_Document_:
╔══

Reflections from On-Site Research 

9 Min read

The A4I Research Associates have been out traveling for on-site research for a total of 8 weeks in the last four months! Supported by the field managers at our partner organisations, Khushi BabySikshana Foundation and Vision Empower, we travelled across Rajasthan and Karnataka, visiting different districts, to speak to people at primary health care centres (Rajasthan), schools for the blind and government schools (Karnataka). 

The experience was exhilarating in parts. We rode through forests and open fields of sugarcane on the way to remote schools. We waited at empty bus stations at midnight, travelled in rickety old buses, and stayed in dingy hotels with paan-stained floors. We went to remote sub-centres, visited PHCs in remote areas with almost no transportation facility and weathered seasons of rain and no power or network to extreme cold weather in Rajasthan. 

Some glimpses: North Karnataka Rotti meals that we had at a small family-run eatery, a school in rural coastal Karnataka 

Through our on-site interactions with ASHAs in Rajasthan, public school teachers, and teachers of students with visual disabilities, we met many new people, listened to the things they had to say, and ate a lot of new foods. We share some of our learnings from this experience below.  

1.  The Importance of Considering Context: 

We intended to find insights around the use of the AI-based technologies and how it affected participant knowledge practices; we expected complaints about the platform, bugs, digital literacy gaps, or mismatches with existing systems. We were mistaken.  

The AI tools figured very little in the landscape of our participants’ experiences. Technology was, in essence, a very tiny part of a much broader ecosystem. To understand the ‘field’ better, we had to broaden our research and be willing to take in everything that the teachers and ASHA workers had to share with us. This meant extending our participant reach beyond the obvious: speaking to officials at government offices, visiting a Nali Kali classroom even though elementary education was not part of the intended cohort or visiting an ASHA’s house for an interview because the village sub-centre was in no state to be used.  

From there, we could piece together an understanding of where the AI tools lay in the ecosystem. Starting with a broad picture and understanding sociopolitical contexts worked out much better for us than beginning our study with just the AI tools.

2. Reflecting on our Positionalities as Researchers 

Our positionalities in the field shaped our interactions with research participants.  

In Rajasthan, we noticed that the ASHAs were initially hesitant to engage with us. They were busy with numerous responsibilities from field visits and surveys, to managing multiple apps and administrative tasks. We were introduced by our NGO partner as representatives from the industry, there to ask them questions, which led them to assume that we were there to evaluate them. This intimidated them. They felt the pressure to respond in a certain way. As we interacted with them further, and as they understood our intent, they began to open up. They shared their frustrations about the constant need to learn new apps, manage different systems, and work under challenging conditions.  

In Karnataka, too, teachers had to take time off from the few break periods they had, to speak with us. We came labelled with the terms ‘AI’ and ‘Microsoft’, being partnered with an NGO they were familiar with. That commanded a certain respect, interest, but also trust, encouraging an openness that we did not expect. Teachers at the blind schools were also incredibly open with us in sharing feedback, concerns, day-to-day challenges and classroom realities. Our engagement through the local implementing partner helped create a context of familiarity and trust making it easier for conversations to go from formal responses to perspectives that helped us better understand how existing systems work in practice.

╚══

_Records provided_:
╔══

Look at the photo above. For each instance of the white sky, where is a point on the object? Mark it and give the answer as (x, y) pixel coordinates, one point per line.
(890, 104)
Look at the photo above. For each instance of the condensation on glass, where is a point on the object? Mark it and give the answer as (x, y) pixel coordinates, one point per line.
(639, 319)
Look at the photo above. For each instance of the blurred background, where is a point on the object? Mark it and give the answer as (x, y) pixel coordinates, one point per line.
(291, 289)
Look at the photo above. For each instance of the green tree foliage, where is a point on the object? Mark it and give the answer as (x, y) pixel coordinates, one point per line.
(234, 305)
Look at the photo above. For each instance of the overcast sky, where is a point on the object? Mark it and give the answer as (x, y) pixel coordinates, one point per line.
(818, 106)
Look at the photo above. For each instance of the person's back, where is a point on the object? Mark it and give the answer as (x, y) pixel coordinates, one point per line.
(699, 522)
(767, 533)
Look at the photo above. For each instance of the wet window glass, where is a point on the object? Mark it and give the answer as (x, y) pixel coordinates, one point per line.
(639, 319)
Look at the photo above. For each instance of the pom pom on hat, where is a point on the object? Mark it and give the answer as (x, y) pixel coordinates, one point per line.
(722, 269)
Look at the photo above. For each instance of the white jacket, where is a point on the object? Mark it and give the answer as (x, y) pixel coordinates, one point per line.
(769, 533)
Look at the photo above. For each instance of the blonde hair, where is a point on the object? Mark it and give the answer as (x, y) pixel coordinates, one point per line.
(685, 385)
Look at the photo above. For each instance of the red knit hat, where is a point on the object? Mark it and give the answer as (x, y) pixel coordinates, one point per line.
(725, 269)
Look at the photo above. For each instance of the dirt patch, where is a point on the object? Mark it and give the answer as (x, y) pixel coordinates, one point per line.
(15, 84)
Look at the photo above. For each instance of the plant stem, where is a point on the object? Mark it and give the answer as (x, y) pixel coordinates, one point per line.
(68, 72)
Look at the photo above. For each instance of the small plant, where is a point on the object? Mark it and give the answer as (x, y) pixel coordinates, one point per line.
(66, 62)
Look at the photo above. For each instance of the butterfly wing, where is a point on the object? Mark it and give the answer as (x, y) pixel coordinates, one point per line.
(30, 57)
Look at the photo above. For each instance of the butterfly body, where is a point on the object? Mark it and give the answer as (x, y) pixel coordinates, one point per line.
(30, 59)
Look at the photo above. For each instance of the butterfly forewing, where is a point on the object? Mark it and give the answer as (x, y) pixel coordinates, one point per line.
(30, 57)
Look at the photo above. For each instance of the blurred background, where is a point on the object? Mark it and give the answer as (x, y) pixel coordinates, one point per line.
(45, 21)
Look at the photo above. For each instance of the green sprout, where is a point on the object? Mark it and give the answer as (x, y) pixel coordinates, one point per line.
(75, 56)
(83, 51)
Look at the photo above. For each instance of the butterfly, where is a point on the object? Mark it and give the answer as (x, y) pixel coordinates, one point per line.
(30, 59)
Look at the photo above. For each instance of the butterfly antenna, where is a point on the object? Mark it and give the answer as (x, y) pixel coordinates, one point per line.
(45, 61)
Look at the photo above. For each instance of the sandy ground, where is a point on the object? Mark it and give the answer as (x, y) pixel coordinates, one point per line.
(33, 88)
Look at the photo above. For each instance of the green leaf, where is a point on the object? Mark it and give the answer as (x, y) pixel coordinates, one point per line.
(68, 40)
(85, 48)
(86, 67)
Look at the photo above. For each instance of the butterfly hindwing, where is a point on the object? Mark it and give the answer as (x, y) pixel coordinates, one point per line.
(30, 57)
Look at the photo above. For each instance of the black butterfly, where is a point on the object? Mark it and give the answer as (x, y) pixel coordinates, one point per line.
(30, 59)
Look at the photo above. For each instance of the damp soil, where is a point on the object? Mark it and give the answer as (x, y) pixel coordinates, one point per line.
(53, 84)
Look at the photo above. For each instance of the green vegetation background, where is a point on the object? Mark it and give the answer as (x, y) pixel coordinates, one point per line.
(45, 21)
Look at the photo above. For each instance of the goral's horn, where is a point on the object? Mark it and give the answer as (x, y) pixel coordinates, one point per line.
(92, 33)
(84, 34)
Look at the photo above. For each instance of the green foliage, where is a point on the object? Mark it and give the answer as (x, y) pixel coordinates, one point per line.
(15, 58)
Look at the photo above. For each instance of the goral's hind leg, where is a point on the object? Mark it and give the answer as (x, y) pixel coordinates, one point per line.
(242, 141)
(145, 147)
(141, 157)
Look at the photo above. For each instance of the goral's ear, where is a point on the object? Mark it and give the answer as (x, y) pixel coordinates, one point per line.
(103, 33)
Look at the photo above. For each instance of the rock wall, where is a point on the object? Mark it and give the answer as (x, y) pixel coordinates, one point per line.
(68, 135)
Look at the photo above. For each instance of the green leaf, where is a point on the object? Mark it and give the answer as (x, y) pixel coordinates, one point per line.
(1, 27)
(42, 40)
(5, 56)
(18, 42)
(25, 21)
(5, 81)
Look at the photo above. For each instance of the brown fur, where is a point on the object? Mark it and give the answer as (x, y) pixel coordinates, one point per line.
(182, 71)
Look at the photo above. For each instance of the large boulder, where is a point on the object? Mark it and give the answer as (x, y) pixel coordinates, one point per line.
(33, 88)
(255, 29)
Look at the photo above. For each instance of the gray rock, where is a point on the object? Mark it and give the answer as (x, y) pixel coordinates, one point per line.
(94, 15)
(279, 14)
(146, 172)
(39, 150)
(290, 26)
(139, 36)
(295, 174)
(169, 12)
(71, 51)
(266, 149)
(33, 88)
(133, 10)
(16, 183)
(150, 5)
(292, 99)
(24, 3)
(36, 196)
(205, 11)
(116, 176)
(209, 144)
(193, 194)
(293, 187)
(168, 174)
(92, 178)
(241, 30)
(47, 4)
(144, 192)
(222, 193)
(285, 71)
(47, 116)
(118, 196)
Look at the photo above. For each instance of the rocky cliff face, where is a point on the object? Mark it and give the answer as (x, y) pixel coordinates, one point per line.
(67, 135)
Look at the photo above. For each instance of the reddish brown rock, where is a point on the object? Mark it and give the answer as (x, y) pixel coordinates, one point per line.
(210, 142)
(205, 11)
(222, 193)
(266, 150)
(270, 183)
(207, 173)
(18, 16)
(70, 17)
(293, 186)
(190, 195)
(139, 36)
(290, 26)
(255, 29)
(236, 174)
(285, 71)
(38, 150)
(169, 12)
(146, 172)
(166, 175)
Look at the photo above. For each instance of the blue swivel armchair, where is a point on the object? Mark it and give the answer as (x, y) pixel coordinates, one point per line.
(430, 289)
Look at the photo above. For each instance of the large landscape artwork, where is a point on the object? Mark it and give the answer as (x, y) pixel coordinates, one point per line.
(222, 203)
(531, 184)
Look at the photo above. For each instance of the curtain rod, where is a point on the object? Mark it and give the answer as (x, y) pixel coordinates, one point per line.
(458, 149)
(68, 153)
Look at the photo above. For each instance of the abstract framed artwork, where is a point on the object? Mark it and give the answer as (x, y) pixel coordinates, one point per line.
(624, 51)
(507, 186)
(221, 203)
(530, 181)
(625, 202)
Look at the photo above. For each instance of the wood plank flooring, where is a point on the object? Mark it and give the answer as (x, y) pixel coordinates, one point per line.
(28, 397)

╚══

_What the task asks_:
Pick up the piece on on-site research reflections after its last sentence and keep writing. The records aren't needed for this.

_Written response_:
A board saying AI Enabled School displayed at the school 

With state bureaucracy, however, we noticed some hints of distrust. One official rightfully asked us: “Sure, you’ll come and do research, you’ll ask us questions, and you will get our input. But what will you do with it? What will you give us?”. Another official noticed our industry affiliation and pointed out that he did not want Big Tech extracting money from teachers’ and students’ data. These were all wonderful reminders that research like ours should never be extractive: while these are values that we already hold, such nudges are always welcome.  

Interacting with each stakeholder needed us to understand our positions in context to theirs. Where did we come from? What were their backgrounds? What biases did they have, and what biases did we come  with? The answers to these questions both closed and opened doors for us in our enquiry, and grappling with these has been an ongoing process in our work.  

3. Responsibility — or the Conundrum of Doing Too Little vs. Too Much 

The systems we’re studying are often broken.  

When newly elected governments revise school curricula, even minor syllabus changes trigger the reprinting of textbooks. What is never accounted for, however, is the additional time, specialised infrastructure, and fragile supply chains required to produce Braille textbooks for students with vision impairment. With limited and often unreliable Braille printing facilities, these changes lead to significant delays leaving visually impaired students without timely access to learning materials and placing additional strain on their teachers. Schools see broken pipes, no water supply, no tiles in bathrooms, insufficient tables and chairs. Parents of visually impaired children hesitate to send their kids to school after seeing the poor infrastructure; other parents choose private schools instead. ASHAs must undergo training sessions in overcrowded rooms in harsh weather, for long hours with no breaks, and not enough technical support.   

It became clear to us that while technology could help, it could not address the fundamental issue of systemic neglect. True change could happen only when we focused on strengthening the system itself and not merely by adding more tools.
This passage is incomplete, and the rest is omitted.